Exercise description »
Arrange every line of the items below as a Markdown table with the columns Row and Line, numbering the rows and skipping blank lines. Leave the pictures out of the answer.

Records for this task »
= = = = = = =

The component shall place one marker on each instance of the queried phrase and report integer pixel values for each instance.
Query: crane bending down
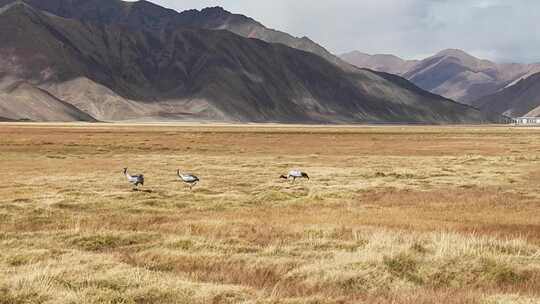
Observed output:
(294, 174)
(135, 180)
(189, 179)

= = = = = = =

Exercise answer »
| Row | Line |
|---|---|
| 1 | The component shall place one marker on each instance of the queried phrase and report integer pixel values for each instance. |
| 2 | Query: crane bending down |
| 3 | Observed output: |
| 4 | (294, 174) |
| 5 | (135, 180) |
| 6 | (189, 179) |